## Exercise aim
Within the data that follows, set down exactly the lines from the one containing "Indicate one point per instance of the purple" through the one containing "Indicate one point per instance of the striped", both ends included.

_ _ _ _

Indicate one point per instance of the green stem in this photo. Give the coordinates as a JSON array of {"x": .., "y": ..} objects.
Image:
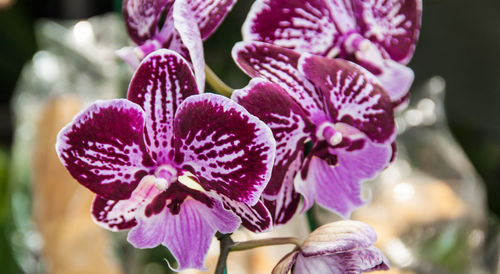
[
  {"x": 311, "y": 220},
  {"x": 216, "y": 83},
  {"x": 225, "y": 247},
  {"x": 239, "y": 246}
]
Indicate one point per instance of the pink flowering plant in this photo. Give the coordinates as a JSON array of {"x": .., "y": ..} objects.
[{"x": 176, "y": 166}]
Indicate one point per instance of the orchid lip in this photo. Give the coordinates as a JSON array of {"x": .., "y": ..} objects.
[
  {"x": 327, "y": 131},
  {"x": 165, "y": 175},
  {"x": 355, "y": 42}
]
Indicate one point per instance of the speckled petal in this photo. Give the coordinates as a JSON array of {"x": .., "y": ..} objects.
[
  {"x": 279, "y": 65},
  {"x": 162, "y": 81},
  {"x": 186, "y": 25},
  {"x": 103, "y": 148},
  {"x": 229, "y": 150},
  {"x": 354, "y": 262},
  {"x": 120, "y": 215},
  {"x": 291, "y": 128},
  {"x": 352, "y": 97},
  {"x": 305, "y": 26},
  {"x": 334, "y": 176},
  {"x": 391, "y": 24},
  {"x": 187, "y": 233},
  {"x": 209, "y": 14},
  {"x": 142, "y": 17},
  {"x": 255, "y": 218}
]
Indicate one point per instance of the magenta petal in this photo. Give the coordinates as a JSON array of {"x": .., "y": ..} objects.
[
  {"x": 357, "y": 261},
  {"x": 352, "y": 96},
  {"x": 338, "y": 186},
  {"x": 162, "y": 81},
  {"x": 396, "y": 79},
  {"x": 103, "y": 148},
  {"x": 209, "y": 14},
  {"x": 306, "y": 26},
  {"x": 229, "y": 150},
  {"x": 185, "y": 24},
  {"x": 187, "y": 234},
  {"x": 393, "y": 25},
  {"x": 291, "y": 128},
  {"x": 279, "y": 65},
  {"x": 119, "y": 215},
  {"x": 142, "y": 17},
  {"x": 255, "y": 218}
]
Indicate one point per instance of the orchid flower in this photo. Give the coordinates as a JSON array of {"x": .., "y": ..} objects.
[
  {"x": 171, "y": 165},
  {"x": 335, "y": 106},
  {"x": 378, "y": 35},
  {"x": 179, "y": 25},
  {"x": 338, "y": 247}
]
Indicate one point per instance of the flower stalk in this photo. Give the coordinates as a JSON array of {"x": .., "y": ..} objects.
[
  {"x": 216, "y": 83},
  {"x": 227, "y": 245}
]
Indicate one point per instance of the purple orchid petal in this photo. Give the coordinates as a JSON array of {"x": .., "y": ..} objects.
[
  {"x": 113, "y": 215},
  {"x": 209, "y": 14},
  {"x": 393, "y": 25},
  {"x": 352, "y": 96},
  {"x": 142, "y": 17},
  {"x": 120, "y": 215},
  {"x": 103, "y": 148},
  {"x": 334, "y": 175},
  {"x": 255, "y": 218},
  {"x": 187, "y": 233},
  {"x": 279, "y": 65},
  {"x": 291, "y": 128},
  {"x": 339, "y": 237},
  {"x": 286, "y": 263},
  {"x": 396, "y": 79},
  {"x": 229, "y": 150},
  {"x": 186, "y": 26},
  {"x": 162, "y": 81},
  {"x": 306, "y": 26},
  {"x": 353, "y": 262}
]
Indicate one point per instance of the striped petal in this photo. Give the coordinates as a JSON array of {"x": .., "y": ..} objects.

_ _ _ _

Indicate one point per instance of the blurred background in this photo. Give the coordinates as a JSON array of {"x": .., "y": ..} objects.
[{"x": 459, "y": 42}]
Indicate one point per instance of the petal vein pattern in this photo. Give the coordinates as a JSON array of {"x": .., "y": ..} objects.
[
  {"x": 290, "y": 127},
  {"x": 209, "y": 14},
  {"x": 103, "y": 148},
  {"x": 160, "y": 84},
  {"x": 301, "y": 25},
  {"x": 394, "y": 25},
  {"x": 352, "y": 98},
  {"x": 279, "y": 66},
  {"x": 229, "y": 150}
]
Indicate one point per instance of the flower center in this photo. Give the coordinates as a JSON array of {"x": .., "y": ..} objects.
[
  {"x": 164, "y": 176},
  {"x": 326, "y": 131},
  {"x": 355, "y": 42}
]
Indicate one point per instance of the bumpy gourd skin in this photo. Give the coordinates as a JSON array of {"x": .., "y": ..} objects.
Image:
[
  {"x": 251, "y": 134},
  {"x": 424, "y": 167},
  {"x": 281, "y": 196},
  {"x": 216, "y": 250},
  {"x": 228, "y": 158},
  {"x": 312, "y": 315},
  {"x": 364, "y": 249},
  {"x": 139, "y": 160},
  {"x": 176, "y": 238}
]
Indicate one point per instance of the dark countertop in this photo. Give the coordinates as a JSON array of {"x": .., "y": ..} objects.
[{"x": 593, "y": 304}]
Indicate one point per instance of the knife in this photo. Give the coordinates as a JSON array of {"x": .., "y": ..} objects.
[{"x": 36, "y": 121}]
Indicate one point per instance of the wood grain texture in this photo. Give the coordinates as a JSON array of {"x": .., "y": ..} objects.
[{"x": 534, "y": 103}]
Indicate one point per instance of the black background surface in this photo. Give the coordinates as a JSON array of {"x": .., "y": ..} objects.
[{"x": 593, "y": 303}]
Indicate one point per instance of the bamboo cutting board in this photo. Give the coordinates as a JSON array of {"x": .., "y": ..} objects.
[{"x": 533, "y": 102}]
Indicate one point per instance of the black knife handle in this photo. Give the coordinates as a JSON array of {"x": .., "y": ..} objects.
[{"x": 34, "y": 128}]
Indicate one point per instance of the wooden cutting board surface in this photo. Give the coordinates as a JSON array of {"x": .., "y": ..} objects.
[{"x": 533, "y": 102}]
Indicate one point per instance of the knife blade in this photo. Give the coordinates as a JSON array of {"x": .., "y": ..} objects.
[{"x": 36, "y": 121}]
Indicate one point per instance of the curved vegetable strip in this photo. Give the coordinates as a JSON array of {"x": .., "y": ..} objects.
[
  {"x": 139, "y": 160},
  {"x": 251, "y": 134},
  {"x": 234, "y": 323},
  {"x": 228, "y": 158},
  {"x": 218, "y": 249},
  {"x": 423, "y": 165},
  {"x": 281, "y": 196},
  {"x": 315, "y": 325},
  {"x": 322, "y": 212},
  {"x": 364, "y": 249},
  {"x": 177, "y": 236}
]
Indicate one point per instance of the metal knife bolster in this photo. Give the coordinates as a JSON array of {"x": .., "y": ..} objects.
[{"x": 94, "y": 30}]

_ _ _ _

## Task response
Indicate one point per instance of the purple orchid petal in this photo. Give the coordinates as a JSON array of {"x": .., "y": ..} objects.
[
  {"x": 113, "y": 215},
  {"x": 209, "y": 14},
  {"x": 393, "y": 25},
  {"x": 352, "y": 96},
  {"x": 142, "y": 17},
  {"x": 120, "y": 215},
  {"x": 103, "y": 148},
  {"x": 334, "y": 175},
  {"x": 255, "y": 218},
  {"x": 187, "y": 233},
  {"x": 279, "y": 65},
  {"x": 291, "y": 128},
  {"x": 339, "y": 237},
  {"x": 286, "y": 263},
  {"x": 396, "y": 79},
  {"x": 229, "y": 150},
  {"x": 186, "y": 26},
  {"x": 162, "y": 81},
  {"x": 306, "y": 26},
  {"x": 353, "y": 262}
]
Indicate one point per instance of the striped petal in this photo. Give the coordinates as a JSON array of {"x": .., "y": ..} objects.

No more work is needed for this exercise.